* ZU ERLEDIGEN: Wovon lebt laut dem Text über den Prozess am Amtsgericht der Angeklagte?

* ZU LESENDER AUSZUG:
■ ■ ■ ■
Knapp einen Monat später verschreckte derselbe Mann Besucher auf dem Melatenfriedhof. Er pfiff mit einer Trillerpfeife; als sich ihm zwei Zivilbeamte näherten, brüllte er „Meine Ehre ist Treue“, „Scheißkanaken“ und: „Ich ziehe meinen SS-Mantel an und mache euch fertig.“

Angeklagter hat Polizeibeamte angepöbelt

Am Montag musste sich der 43-Jährige vor dem Amtsgericht verantworten. Auch ein weiterer Vorfall im Januar, an den er sich ebenso wenig wie an die anderen erinnern will, wurde ihm zur Last gelegt. Auf der Fahrt zum Polizeipräsidium hatte er im Streifenwagen Beamte bepöbelt und unter anderem erneut „Sieg heil“ gerufen“. Die gesammelten Vorwürfe lauteten auf „Verwendung verfassungswidriger Kennzeichen“ und Beleidigung. Ein Rechtsradikaler außer Rand und Band?

Schnell zeigte sich, dass es nicht so war. Der Angeklagte, der von einer Erwerbsunfähigkeitsrente lebt, legte ein Attest der LVR-Kliniken vor, aus dem hervorgeht, dass er seit Jahren an einer paranoiden Psychose leidet, die in Schüben ausbricht und wegen der er wiederholt in stationärer Behandlung war; zudem konsumiere er im Übermaß Alkohol und Cannabis. Die angeklagten Taten habe er „mit hoher Wahrscheinlichkeit“ krankheitsbedingt „in wahnhafter Verkennung der Realität“ begangen.
■ ■ ■ ■
* GEGEBENE ANGABEN:

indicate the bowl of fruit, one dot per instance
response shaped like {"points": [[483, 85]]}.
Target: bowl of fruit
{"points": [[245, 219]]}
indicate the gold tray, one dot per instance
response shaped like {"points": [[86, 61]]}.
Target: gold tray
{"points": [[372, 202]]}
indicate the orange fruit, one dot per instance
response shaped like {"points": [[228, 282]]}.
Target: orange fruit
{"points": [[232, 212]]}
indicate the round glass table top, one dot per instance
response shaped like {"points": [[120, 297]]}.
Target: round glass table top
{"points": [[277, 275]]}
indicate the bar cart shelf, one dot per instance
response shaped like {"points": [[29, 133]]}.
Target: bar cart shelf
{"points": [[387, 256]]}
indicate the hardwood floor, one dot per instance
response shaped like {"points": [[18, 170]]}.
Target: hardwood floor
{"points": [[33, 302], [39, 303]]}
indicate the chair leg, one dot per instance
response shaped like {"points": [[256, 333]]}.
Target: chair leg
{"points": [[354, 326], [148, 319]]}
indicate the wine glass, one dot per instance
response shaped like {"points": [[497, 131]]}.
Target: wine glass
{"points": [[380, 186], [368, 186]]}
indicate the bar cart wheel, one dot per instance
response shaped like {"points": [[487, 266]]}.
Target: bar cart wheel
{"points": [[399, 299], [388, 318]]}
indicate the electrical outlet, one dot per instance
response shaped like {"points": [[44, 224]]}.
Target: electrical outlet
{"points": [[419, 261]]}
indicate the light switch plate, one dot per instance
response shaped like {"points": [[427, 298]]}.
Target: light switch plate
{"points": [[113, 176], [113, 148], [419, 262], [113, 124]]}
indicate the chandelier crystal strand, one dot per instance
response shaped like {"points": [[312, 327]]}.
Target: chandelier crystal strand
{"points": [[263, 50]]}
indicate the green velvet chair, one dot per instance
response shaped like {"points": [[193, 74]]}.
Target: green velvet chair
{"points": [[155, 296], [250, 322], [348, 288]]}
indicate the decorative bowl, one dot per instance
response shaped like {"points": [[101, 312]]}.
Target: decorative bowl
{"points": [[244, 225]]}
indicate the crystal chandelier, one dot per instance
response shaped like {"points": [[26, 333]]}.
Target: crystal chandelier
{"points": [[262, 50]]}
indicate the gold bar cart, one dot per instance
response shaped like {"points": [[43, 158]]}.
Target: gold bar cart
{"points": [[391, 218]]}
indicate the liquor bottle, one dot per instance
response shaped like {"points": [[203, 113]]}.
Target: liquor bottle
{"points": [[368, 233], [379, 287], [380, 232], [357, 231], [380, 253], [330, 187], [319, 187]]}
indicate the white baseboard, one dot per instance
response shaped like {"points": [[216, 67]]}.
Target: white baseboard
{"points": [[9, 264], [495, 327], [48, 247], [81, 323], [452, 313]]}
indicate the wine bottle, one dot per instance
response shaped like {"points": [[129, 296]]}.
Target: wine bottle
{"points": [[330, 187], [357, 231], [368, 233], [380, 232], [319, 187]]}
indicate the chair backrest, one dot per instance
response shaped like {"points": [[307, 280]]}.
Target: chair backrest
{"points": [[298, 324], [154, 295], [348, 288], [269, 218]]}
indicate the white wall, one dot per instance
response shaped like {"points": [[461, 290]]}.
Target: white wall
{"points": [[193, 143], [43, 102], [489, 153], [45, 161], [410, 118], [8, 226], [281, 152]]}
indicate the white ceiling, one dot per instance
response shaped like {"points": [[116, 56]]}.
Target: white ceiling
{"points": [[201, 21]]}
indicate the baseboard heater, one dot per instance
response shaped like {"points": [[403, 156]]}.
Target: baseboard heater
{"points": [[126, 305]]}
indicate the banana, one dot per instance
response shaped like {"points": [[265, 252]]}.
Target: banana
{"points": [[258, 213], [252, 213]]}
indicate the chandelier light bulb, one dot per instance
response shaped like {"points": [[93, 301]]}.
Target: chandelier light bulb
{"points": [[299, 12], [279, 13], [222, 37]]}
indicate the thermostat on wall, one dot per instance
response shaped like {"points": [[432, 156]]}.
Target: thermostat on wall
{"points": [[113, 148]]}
■ ■ ■ ■
* ERGEBNIS: Von einer Erwerbsunfähigkeitsrente.